* _TO BE DONE_
Would you copy every one of the records below line for line, changing nothing?

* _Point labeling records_
________________________________________

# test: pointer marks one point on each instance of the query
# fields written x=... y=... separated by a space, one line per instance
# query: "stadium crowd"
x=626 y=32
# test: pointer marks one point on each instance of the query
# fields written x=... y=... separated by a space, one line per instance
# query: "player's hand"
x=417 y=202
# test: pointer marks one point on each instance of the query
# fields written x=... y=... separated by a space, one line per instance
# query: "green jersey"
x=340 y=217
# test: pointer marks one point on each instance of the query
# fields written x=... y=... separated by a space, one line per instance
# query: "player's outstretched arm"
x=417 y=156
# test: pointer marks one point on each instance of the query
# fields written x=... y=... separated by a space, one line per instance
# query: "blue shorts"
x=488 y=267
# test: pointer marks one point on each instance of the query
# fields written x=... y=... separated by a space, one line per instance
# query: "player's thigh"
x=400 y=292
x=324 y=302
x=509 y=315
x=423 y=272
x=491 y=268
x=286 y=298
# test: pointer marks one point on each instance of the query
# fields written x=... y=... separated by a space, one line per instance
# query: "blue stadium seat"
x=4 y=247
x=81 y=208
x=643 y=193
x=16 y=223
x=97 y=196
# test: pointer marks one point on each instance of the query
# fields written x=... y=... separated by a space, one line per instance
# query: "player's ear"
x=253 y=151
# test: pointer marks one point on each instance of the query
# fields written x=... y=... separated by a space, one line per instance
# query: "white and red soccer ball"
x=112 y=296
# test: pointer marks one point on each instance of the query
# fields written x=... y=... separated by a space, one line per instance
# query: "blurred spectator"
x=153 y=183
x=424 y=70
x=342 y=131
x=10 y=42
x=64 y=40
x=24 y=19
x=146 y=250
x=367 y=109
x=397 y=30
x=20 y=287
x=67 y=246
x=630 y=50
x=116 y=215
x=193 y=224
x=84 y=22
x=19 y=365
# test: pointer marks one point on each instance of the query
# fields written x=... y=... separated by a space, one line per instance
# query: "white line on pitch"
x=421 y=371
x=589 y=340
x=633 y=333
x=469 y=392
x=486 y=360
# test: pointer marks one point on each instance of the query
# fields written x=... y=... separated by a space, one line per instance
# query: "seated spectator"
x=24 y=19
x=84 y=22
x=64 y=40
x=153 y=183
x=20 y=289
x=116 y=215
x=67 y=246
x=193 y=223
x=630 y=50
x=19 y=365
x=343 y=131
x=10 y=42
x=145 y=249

________________________________________

* _OUTPUT_
# test: pointer marks one point on each instance of the query
# fields written x=... y=... separated by a space, one line per instance
# query: "stadium crowd"
x=626 y=32
# test: pointer marks one point on each instance of the query
# fields written x=... y=... separated by a space, one line per instance
# query: "player's hand"
x=417 y=202
# test: pointer marks one point on each instance of the query
# fields written x=... y=... separated by a space, one line per instance
# query: "green jersey"
x=340 y=217
# test: pointer marks one point on each instance of the query
# fields written x=... y=... separated by a space, one line per instance
# query: "player's outstretched arm"
x=417 y=156
# test: pointer marks one point on each instance of the query
# fields written x=... y=... separated by a space, one line per instance
# query: "blue shorts"
x=488 y=267
# test: pointer marks one point on each instance of the query
# fields written x=... y=... separated by a space, one line per instance
# query: "player's thigh"
x=400 y=292
x=324 y=302
x=509 y=315
x=423 y=272
x=491 y=268
x=286 y=298
# test: pointer marks one point on each instance of the query
# fields written x=... y=... separated by a space, one line per instance
# query: "blue stadium seat"
x=4 y=247
x=81 y=208
x=643 y=193
x=16 y=223
x=97 y=196
# test: pointer marks one point on each instance of the query
# fields written x=... y=... separated by a space, one line per instance
# query: "player's ear"
x=253 y=151
# test: pointer marks one point on each instance of the query
# fields written x=... y=... separated by a space, one line per instance
# query: "white and red soccer ball"
x=112 y=296
# test: pointer marks one point on each instance of the query
# fields written x=... y=... separated by a space, one line per instance
# query: "blurred spectator"
x=153 y=183
x=424 y=70
x=342 y=131
x=10 y=42
x=64 y=40
x=24 y=19
x=146 y=250
x=367 y=109
x=397 y=30
x=20 y=287
x=67 y=246
x=630 y=50
x=116 y=215
x=193 y=224
x=84 y=22
x=19 y=365
# test: pointer marks one point on each instance of the query
# fields written x=... y=... separated by a space, one line per instance
# query: "white line on pitch"
x=421 y=371
x=589 y=340
x=633 y=333
x=469 y=392
x=486 y=360
# test: pointer marks one point on each instance of the query
# fields written x=... y=... separated by a space, one line per instance
# query: "seated spectator"
x=24 y=19
x=84 y=22
x=64 y=40
x=153 y=183
x=20 y=289
x=116 y=215
x=67 y=246
x=193 y=223
x=630 y=50
x=19 y=365
x=343 y=131
x=10 y=42
x=145 y=249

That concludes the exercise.